__Quoted passage__:
# Fillys' Blog



## Pegasus1 (Nov 16, 2012)

This is probably one of the hardest posts I've ever had to write. I don't really know where to start.
As many of you may know already James Roberts died in a car crash last night. We were told early this morning and have been in shock ever since. I have thought of all sorts of things to write about James and have decided that I must write in a style he would have approved of. He had rules at his yard which included "You can't say anything negative", "Don't talk about the past", so I'll try and stick to those rules here.
When talking about James it is difficult to find anything negative to say anyway, so that bits easy.
He always tried to encourage me, whatever he privately thought about my ambitions, and had a happy knack of understanding what it was that I needed to hear right now to help me progress as quickly as possible. That is the mark of a true teacher.
He never ever talked down to anyone, and made a point of understanding what point they were in their progress and then impart information in a way that expanded that progress. It would have been easy for him to have baffled me at the start of my time with him but he could put over complicated topics in a way that I could understand, then as my knowledge grew he would explain the same thing but in a more advanced way. Thus it was easy to learn from him, you were never made to feel in awe of him, just that he was a little ahead of you all the time. That is a very encouraging teaching style.
Before I started going to James I really did not understand Natural Horsemanship at all. I had seen the DVDs and had a few lessons, but it was only watching James play with young colts and putting all those techniques and principles to work that I could start to glimpse the whole picture that the little jig-saw pieces I had fitted into. He emphasised so strongly that techniques were not the corner stone of Natural Horsemanship, the principles were. The number of different ways I have seen him start colts was astonishing. When I asked him why he used a certain technique on a particular colt the answer was often "just to show you a different way. Stick to the principles and it doesn't matter how you do it". He was so good at horsemanship he could play with it like this and it was very inspirational to watch. I now try to emulate the same idea, it doesn't matter what you do so long as the end goal is in mind and you stick to the principles.
One of his favourite comments was that the Level 4 pack is the one you should watch until you could see it in your minds eye, even if you were only playing in level 1. Without knowing what level 4 looks like how on earth could you get there ?
I could go on and on about his qualities and what I have learnt from James, but there is a good record of that in previous posts on this blog. I think James would approve if I spoke of the future a bit. I have lost the physical presence of a great mentor, but that does not mean that James does not still have things to teach me.
We discussed whether we felt like riding today, but then I thought of the disapproval James would express if we let he sad demise out-focus us in our horsemanship so went to the yard to ride. 
I joked with Ritchie that now James is in horsemans heaven he can watch us all the time, not just when we are at his yard. And you know the funny thing was that it really felt like that as I rode today. I really had this feeling James was watching me and it made me ride better. I did not want to disappoint him by riding without focus and purpose. It really worked and I had one of the best, most responsive and fun rides I have ever had on Bonitao.

__Excerpted records__:
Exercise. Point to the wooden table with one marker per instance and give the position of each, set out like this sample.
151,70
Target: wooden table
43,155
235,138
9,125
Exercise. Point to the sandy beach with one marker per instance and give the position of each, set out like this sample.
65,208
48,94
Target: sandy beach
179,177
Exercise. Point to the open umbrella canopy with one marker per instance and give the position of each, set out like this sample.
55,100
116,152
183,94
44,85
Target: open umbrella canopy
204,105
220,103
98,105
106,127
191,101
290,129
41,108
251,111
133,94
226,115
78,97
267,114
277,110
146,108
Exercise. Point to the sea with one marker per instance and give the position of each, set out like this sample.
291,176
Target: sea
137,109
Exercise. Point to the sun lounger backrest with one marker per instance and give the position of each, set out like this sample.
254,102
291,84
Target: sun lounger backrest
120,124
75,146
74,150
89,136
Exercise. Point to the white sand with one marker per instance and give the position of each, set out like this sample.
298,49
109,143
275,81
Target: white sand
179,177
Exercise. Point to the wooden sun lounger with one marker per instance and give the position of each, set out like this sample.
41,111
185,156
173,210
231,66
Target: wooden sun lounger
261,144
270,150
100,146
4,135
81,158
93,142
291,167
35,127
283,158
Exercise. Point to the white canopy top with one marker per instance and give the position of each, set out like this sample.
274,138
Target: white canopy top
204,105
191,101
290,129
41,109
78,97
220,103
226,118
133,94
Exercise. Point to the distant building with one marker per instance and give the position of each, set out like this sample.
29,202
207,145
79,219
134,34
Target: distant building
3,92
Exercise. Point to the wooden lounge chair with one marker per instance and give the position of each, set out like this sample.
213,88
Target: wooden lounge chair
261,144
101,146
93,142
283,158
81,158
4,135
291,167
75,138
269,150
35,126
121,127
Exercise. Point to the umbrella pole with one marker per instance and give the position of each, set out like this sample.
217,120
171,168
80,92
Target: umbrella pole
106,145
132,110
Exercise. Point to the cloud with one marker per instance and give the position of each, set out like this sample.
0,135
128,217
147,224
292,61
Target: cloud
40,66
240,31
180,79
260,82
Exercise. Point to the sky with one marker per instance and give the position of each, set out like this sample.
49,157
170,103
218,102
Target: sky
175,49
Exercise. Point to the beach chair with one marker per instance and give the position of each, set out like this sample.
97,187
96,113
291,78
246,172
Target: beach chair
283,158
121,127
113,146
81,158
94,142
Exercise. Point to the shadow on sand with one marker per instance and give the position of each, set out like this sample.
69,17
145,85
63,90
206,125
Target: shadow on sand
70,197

__Set exercise A__: Say whether each statement agrees with the blog post, answering yes or no and quoting the deciding words. (i) The writer went riding on Bonitao that day. (ii) James held that techniques were the corner stone of Natural Horsemanship. (iii) One of the rules at James's yard was not to talk about the past.
__Set exercise B__: Pull out the part of the blog post starting at "This is probably" and ending at "that bits easy.", copied word for word.

__Task output A__:
(i) Yes: "I had one of the best, most responsive and fun rides I have ever had on Bonitao."
(ii) No: "He emphasised so strongly that techniques were not the corner stone of Natural Horsemanship, the principles were."
(iii) Yes: "He had rules at his yard which included "You can't say anything negative", "Don't talk about the past""

__Task output B__:
This is probably one of the hardest posts I've ever had to write. I don't really know where to start.
As many of you may know already James Roberts died in a car crash last night. We were told early this morning and have been in shock ever since. I have thought of all sorts of things to write about James and have decided that I must write in a style he would have approved of. He had rules at his yard which included "You can't say anything negative", "Don't talk about the past", so I'll try and stick to those rules here.
When talking about James it is difficult to find anything negative to say anyway, so that bits easy.